Search code examples
rfunctionloopsmatrixfinancial

Automate several calculations in R through data frames


I have a series of vectors, each of them named as a stock, like FB for Facebook Inc. So I have over 70 series of vectors inside a data frames, for example, GEEK, IPAS, JCON etc. Over each pair of stocks, say for example, GEEK and JCON, I have to calculate a measure, called Mutual Information. I have done some code to find that measure over a pair of stocks, and it's like that.

To find entropyz (the entropy of X, Y, say the bivariate entropy of GEEK and JCON returns)

denz<-kde2d(x,y, n=512, lims=c(xlim,ylim))
z<-denz$z
cell_sizez<-(diff(xlim)/512) * (diff(ylim)/512)
normz<-sum(z)*cell_sizez
integrandz<-z*log(z)
entropyz<-sum(integrandz)*cell_sizez
entropyz<-entropyz/normz

To find entropyx (the entropy of X, say GEEK returns)

denx<-kde(x=x,gridsize = 512, xmin=xlim[1], xmax = xlim[2])
zx<-denx$estimate
cell_sizex<-(diff(xlim)/512) 
normx<-sum(zx)*cell_sizex
integrandx<-zx*log(zx)
entropyx<-sum(integrandx)*cell_sizex
entropyx<-entropyx/normx

To find entropyy (entropy of Y, say JCON returns)

deny<-kde(x=y,gridsize = 512, xmin=ylim[1], xmax = ylim[2])
zy<-deny$estimate
cell_sizey<-(diff(ylim)/512) 
normy<-sum(zy)*cell_sizey
integrandy<-zy*log(zy)
entropyy<-sum(integrandy)*cell_sizey
entropyy<-entropyy/normy

Finally, to find the mutual information of GEEK and JCON

MI <- entropyx+entropyy-entropyz

So, i have found the mutual information for X and Y (the two stocks above). But I have to calculate this measure for over 70 stocks (vectors), with 70 * 69 / 2 iteractions = 2415; It is like to make a correlation matrix, because it is pairwise comparison. The question is if one knows a way to make R find that mutual information for all pairs (x,y) in my dataset. So, in other words, to iterate this code for every pair over the dataframe, thus creating a pairwise matrix.

* GIVEN INFORMATION:

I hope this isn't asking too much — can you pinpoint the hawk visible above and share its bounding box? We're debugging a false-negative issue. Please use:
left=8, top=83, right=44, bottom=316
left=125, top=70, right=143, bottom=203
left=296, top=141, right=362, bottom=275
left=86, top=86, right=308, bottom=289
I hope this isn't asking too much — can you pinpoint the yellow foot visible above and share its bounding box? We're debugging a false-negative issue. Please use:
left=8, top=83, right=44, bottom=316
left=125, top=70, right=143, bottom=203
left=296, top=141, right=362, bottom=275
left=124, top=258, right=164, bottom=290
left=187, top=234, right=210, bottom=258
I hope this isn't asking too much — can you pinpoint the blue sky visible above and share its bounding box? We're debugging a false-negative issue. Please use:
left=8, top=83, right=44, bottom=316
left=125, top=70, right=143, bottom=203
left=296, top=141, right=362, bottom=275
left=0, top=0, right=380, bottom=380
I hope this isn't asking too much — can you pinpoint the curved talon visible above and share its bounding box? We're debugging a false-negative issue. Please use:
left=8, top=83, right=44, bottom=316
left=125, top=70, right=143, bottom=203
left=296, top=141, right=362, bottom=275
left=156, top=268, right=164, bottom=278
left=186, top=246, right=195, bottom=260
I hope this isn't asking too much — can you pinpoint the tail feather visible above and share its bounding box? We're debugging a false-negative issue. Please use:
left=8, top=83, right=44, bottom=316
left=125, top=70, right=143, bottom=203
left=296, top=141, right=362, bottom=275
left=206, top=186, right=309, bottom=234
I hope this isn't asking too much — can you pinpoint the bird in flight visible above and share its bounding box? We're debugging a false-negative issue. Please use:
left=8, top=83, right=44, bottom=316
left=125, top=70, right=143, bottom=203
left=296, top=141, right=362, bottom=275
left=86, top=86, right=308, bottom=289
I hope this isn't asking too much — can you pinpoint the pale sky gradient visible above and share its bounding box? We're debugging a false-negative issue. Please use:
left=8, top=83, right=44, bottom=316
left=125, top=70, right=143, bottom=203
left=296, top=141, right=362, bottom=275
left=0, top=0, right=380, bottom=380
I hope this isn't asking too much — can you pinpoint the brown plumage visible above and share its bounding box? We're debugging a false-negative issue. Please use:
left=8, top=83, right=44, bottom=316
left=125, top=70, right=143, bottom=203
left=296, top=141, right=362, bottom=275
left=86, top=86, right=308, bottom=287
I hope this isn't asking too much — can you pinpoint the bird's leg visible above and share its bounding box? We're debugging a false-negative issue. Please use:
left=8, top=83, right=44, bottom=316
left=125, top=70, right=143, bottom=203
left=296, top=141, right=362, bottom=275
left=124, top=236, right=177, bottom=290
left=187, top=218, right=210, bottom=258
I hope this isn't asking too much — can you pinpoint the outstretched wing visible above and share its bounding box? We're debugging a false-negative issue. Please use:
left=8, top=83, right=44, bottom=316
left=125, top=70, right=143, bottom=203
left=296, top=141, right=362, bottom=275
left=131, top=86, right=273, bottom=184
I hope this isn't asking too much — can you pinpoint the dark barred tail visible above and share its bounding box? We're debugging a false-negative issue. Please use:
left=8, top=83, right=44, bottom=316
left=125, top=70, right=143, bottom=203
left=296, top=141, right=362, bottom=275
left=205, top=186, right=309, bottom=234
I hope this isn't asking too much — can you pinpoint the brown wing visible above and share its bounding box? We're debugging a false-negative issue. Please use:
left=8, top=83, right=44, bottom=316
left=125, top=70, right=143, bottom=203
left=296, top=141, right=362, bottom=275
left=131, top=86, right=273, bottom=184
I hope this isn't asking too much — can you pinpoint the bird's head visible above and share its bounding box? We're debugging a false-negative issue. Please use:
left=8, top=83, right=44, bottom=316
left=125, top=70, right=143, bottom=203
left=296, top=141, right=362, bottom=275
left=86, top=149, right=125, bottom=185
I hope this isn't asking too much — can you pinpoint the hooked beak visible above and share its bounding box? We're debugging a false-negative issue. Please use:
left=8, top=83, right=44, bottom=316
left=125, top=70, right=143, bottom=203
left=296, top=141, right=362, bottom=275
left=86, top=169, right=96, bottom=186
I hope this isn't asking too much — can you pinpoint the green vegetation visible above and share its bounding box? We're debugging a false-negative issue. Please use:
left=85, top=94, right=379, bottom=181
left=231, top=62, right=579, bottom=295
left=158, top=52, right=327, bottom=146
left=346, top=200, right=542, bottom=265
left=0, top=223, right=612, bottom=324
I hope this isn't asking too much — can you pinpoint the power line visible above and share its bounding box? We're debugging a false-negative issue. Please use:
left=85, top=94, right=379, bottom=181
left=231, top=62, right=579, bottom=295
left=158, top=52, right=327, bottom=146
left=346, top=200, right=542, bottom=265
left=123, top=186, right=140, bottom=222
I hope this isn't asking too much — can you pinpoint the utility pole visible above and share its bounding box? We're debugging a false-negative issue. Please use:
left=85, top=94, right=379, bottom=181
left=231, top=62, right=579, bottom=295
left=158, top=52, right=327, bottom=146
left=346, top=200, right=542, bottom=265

* REQUIREMENT A: Name every stock ticker symbol that the R mutual information question mentions.
* REQUIREMENT B:
Answer these questions from the R mutual information question, giving each answer on its own line:
(i) What value is given for n in the call to kde2d?
(ii) How many iterations does the writer count for the pairs among 70 stocks?
(iii) What expression is used to compute MI?
* REQUIREMENT C: Print the part of the R mutual information question that begins at the words "denz<-kde2d(x,y, n=512, lims=c(xlim,ylim))" and ends after "cell_sizex<-(diff(xlim)/512)".

* EXERCISE RESPONSE A: FB, GEEK, IPAS, JCON

* EXERCISE RESPONSE B:
(i) 512
(ii) 2415
(iii) entropyx+entropyy-entropyz

* EXERCISE RESPONSE C:
denz<-kde2d(x,y, n=512, lims=c(xlim,ylim))
z<-denz$z
cell_sizez<-(diff(xlim)/512) * (diff(ylim)/512)
normz<-sum(z)*cell_sizez
integrandz<-z*log(z)
entropyz<-sum(integrandz)*cell_sizez
entropyz<-entropyz/normz

To find entropyx (the entropy of X, say GEEK returns)

denx<-kde(x=x,gridsize = 512, xmin=xlim[1], xmax = xlim[2])
zx<-denx$estimate
cell_sizex<-(diff(xlim)/512)